§ **Instructions to follow**
Using the listing below, work out how many lines carry the word "leaf", and state nothing but that number.

§ **Exercise materials**
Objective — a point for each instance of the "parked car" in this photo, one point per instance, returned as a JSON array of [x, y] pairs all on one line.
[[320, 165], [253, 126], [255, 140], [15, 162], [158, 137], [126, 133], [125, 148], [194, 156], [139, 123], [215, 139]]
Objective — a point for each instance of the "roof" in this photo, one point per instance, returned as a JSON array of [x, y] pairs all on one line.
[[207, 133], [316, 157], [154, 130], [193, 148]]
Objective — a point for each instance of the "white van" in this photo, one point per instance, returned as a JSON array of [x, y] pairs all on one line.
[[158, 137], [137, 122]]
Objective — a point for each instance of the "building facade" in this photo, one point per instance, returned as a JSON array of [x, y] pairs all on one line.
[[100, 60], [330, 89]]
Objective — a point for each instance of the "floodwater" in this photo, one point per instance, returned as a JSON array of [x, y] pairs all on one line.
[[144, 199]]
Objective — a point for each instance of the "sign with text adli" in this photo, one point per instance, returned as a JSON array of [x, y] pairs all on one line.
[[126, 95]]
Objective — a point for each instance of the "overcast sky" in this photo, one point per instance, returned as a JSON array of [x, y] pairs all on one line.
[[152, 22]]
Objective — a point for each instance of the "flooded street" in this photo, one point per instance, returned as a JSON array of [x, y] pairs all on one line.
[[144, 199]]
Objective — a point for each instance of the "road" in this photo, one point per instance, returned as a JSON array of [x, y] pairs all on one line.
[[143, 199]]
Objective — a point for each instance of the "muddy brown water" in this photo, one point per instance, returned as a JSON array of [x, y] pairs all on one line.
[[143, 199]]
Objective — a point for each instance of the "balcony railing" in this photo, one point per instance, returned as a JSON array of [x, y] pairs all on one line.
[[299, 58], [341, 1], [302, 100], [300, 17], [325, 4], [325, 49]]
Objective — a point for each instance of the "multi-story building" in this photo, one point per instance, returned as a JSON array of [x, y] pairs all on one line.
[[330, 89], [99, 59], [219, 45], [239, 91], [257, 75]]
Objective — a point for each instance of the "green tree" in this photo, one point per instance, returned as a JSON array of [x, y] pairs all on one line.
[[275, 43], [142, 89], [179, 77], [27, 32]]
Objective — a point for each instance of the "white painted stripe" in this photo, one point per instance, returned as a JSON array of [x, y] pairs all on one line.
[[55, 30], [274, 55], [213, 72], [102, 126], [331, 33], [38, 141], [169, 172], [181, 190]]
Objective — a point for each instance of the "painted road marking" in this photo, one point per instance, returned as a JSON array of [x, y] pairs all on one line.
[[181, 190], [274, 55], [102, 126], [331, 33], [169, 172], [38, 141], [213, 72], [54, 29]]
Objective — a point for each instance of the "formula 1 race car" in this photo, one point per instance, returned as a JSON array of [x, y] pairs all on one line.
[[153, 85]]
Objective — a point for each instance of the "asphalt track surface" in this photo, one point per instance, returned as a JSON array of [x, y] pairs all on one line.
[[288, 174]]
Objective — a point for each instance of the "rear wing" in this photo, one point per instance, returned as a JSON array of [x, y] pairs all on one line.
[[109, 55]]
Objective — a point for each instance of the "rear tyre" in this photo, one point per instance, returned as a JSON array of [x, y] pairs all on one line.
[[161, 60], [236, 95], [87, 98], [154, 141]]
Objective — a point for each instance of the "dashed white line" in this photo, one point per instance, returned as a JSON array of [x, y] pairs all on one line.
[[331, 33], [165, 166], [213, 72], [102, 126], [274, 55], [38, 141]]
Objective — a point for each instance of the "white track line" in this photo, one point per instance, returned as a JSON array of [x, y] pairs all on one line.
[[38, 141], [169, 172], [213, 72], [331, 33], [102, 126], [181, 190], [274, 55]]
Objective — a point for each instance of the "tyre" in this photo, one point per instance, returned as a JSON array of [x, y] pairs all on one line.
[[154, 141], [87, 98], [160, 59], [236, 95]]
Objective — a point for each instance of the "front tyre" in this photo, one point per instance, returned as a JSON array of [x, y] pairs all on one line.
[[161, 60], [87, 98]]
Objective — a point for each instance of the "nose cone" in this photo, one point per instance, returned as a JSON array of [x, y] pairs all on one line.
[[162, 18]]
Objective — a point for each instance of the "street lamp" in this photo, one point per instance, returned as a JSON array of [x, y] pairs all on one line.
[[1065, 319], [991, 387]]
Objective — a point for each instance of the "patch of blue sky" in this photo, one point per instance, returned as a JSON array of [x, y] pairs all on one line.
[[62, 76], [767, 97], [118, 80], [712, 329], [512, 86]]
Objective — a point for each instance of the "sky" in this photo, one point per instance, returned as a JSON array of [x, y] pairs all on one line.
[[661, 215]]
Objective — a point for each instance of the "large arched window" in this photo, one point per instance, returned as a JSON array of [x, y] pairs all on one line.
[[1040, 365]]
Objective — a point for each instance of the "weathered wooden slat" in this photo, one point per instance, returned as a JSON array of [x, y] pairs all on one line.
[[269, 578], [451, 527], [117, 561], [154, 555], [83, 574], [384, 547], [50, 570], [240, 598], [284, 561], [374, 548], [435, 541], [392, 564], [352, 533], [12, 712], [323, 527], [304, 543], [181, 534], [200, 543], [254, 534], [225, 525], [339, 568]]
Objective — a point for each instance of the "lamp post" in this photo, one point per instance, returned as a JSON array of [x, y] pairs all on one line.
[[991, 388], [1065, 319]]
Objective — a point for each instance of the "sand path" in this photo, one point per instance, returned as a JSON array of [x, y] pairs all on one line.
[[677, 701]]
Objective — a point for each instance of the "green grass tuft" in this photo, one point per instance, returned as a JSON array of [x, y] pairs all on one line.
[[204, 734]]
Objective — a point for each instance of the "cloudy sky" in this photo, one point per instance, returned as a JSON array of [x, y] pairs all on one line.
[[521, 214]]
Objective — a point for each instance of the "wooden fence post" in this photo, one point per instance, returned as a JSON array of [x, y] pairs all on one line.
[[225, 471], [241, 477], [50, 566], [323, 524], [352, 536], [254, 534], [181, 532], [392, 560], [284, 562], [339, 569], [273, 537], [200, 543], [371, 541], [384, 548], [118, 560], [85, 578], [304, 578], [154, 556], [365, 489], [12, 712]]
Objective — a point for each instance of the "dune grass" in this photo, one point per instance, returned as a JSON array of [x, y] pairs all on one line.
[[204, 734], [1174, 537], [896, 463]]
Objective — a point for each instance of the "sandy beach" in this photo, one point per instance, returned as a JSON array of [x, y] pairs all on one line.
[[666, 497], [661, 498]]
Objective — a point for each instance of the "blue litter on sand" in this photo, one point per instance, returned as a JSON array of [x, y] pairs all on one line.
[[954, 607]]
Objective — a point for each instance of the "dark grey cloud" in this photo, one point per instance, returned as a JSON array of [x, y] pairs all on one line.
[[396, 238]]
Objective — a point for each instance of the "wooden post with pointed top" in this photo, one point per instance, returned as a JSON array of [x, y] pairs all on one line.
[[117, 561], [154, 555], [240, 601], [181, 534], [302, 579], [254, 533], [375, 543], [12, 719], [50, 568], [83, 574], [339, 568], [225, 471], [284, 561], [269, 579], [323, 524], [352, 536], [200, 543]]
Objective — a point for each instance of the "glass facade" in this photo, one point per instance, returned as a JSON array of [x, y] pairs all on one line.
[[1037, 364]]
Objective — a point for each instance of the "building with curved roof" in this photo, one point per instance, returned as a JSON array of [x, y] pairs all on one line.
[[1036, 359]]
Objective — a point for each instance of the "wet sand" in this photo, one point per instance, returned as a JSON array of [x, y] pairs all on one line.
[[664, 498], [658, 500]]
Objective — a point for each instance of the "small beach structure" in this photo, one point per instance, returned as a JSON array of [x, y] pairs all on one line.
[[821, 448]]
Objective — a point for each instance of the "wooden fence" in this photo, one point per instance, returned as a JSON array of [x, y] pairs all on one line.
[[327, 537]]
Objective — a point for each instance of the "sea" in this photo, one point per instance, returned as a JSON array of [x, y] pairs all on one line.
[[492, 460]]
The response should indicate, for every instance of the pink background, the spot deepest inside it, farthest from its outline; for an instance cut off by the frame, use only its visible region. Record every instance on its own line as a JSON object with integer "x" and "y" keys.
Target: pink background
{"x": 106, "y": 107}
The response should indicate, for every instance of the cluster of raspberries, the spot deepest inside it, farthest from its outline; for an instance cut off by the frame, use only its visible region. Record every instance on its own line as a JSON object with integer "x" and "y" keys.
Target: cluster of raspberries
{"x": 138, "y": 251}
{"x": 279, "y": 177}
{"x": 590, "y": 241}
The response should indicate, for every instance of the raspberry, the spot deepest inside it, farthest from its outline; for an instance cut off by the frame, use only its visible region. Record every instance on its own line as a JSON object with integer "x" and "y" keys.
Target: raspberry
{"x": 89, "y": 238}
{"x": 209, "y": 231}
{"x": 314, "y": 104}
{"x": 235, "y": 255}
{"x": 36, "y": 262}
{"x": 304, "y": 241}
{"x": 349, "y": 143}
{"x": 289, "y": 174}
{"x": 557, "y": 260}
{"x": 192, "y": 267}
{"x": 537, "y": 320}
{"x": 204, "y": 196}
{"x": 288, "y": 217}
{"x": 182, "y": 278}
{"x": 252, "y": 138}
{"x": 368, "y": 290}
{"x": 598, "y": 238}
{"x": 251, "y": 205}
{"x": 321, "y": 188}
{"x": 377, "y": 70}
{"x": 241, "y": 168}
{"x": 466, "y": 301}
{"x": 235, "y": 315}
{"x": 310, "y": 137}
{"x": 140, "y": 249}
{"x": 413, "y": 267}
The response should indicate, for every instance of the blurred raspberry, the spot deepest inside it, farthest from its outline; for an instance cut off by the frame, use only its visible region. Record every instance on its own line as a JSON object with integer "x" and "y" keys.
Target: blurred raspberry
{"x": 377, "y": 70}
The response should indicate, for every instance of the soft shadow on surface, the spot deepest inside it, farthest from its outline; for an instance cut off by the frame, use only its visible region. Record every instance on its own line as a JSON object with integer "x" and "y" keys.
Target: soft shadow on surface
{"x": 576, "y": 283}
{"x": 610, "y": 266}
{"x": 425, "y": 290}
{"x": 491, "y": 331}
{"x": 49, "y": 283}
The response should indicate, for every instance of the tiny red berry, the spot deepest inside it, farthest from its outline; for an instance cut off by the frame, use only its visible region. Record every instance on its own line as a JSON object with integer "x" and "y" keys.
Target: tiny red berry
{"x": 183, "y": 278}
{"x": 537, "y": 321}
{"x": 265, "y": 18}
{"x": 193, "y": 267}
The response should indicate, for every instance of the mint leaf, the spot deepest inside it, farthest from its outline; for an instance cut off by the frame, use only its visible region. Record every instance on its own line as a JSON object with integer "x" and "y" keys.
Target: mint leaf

§ **Response box**
2